Work request:
Could you pick up the Suburban Base track rundown below from where it stops and continue it?
[Page extract]
Boogie Times Tribe – Dark Stranger (1993)
Label owner Danny Donnelly and Jay D’Cruze brought out a handful of tracks on Suburban Base under the Boogie Times Tribe moniker. They named themselves after the Boogie Times record shop which Donnelly ran, which was where the label was based and many of its musicians and fans congregated. ‘Dark Stranger’ remains the most well-known track under this alias, with its chilling vocal samples and underlying sense of paranoia. The Origin Unknown remix is also well worth checking out.
Flex & Fats – Somebody (1994)
Cool Hand Flex was a prolific Jungle producer and DJ who played with the likes of Randall in the early days, here collaborating with MC Fats who was making a name for himself hosting raves and collaborating with key producers. Keep your ears peeled for the tight progressions within the drum programming of this track. Retrospectively, it came from a golden era for Jungle and is an example of the increasing musical diversity of the Suburban Base label as its following and roster of artists increased. MC Fats has in fact stood firm in the scene, and in recent years has collaborated successfully with the likes of Calibre, A-Sides and Prolix.
DJ Hype & MC GQ – Roll the Beats (1994)”
[/Page extract]
[Provided data]
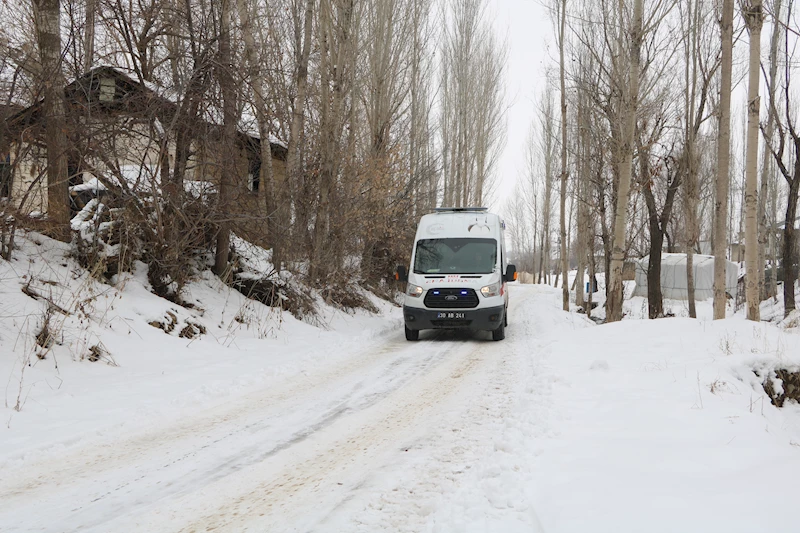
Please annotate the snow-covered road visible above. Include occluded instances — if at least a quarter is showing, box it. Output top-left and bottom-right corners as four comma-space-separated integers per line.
0, 286, 556, 532
0, 280, 800, 533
[/Provided data]
Output:
DJ Hype began producing in 1989, engineering and co-producing tracks (including “Exorcist” and “The Bee”) for Kickin’, Strictly Underground and Suburban Base before starting his own label Ganja Records. This classic Sub-Base release features a sampled vocal from MC GQ live at AWOL in October 1993, MCing over a Hype set with the Reggae section from Barry Brown – Children, Children as well as a vocal from The Abyssinians – Mabrak.
Johnny Jungle – Johnny ’94 (Droppin’ Science Remix) (1994)
Johnny Jungle aka Pascal, now label manager for Hype’s Ganja Records – wicked track which got the Sub-Base treatment in 1994 with 4 remixes including this one (the best one) from Danny Breaks. Both tracks from the 12″ sample dialogue from the film ‘Marked for Death’. This track pretty much sums up the Jungle vibe from the year that really established the genre.
Remarc – R.I.P (DJ Hype Remix) (1995)
With Jungle fully possessing its own musical identity by 1995, it was only a matter of time before the logical combination with reggae/ragga/dancehall vocals began to dominate the scene. ‘R.I.P’ is an all time classic of the genre and that sound, remaining a firm favourite of DJs and fans all over. This one is Remarc and perhaps Suburban Base’s best-known tune, and arguably the finest example of the production mastery of the man dubbed ‘King Of The Amens’. Remarc continues to DJ internationally and his tunes continue to have an influence. Many modern producers have expressed extreme admiration at the advanced drum patterns he created with such basic technology by today’s standards.
D’Cruze – Freedom (1995)
D’Cruze moved into solo production after his stint as one half of the Boogie Times Tribe, a move which went extremely well! His full length album ‘Control’, from which this track comes, was one of only a handful of artist LPs released on Suburban Base. It’s an album of contemplative, at time experimental Jungle and even today is extremely highly regarded. After a string of releases in the jungle scene and during the label’s golden era, D’Cruze faded into obscurity in the mid-late ’90s.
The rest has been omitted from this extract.